- **Required tasks**:
1. List every figure the passage on the Syrian humanitarian crisis gives for a number of people, and say what each one counts.
2. Answer these from the passage on the Syrian humanitarian crisis:
(a) In what month and year did the uprising begin?
(b) How much additional money did President Obama authorize in late January?
(c) From which country have rebel forces refused UN convoys entry into northern Syria?
3. Reproduce the part of the passage on the Syrian humanitarian crisis that begins at the words "Still more is" and stops after the words "of Assad’s forces.".
**** Excerpted passage
UN agencies have warned that a mounting humanitarian crisis is occurring in Syria, with an estimated four million people in need of food, water, and adequate shelter. Another 850,000 people are living as refugees in neighboring countries while thousands flee each day. Since the uprising began in March 2011, an estimated 70,000 people have perished due to the conflict1.
In late January, President Obama released a statement that he had authorized an additional $155 million to provide humanitarian relief to the millions of Syrians displaced by the fighting. In his statement, Mr. President said, “The United States has joined with nations around the world in calling for an end to the Assad regime and a transition that leads to a peaceful, inclusive and democratic Syria where the rights of all Syrians are protected”2. America’s contribution has amounted to $365 million to date, but almost a month later has this funding shown visible changes in the immediate needs of the Syrian people? Have their basic human rights to food, clean water, and adequate shelter been protected? UN and other agency reports prove it to be not the case.
Still more is needed from the U.S. and international community to improve the delivery of aid to the Syrian people. Humanitarian aid has slowed to a trickle as numerous problems have severely limited aid efforts. A small war recently developed in Washington as humanitarian groups heatedly opposed a proposal backed by several senators in Congress to turn over millions of aid monies to the Syrian Opposition Coalition3. Efforts in Syria to provide assistance has been just as contentious as rebel forces have refused UN convoys entry from Turkey into northern Syria without their explicit control over the distribution of aid, fearing that the resources would fall into the hands of Assad’s forces.
********
**** Data for analysis
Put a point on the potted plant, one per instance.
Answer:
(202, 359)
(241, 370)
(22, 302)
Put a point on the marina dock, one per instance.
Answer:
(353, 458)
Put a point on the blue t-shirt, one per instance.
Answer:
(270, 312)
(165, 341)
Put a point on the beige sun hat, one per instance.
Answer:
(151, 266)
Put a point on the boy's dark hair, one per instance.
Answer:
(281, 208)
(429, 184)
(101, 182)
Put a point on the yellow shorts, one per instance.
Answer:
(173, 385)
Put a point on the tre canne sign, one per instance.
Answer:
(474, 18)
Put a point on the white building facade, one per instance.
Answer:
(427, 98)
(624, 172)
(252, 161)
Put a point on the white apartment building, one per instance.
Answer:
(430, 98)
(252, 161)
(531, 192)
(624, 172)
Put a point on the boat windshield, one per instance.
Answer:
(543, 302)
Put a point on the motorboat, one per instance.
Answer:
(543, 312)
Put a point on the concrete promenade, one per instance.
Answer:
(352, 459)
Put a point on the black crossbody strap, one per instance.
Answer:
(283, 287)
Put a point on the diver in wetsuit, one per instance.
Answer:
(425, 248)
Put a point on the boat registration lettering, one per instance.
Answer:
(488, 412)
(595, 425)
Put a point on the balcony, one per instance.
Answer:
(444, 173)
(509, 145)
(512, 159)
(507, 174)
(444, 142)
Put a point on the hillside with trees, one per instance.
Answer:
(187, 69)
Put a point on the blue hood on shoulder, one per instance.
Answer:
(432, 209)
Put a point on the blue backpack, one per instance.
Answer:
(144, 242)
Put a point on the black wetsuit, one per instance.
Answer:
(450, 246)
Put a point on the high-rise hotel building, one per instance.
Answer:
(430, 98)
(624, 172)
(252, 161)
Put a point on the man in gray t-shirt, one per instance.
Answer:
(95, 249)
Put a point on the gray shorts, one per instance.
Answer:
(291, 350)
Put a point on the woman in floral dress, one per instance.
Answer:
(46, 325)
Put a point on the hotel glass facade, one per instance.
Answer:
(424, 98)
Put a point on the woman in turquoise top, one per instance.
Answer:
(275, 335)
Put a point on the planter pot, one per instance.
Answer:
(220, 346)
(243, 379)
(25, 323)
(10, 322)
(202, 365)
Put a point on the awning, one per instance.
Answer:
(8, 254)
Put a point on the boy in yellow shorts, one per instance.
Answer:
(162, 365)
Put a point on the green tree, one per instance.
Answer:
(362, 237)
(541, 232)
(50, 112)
********
- **Written responses**:
1.
- Four million: people in need of food, water, and adequate shelter in Syria
- 850,000: people living as refugees in neighboring countries
- 70,000: people estimated to have perished due to the conflict since March 2011

2.
(a) March 2011
(b) $155 million
(c) Turkey

3.
Still more is needed from the U.S. and international community to improve the delivery of aid to the Syrian people. Humanitarian aid has slowed to a trickle as numerous problems have severely limited aid efforts. A small war recently developed in Washington as humanitarian groups heatedly opposed a proposal backed by several senators in Congress to turn over millions of aid monies to the Syrian Opposition Coalition3. Efforts in Syria to provide assistance has been just as contentious as rebel forces have refused UN convoys entry from Turkey into northern Syria without their explicit control over the distribution of aid, fearing that the resources would fall into the hands of Assad’s forces.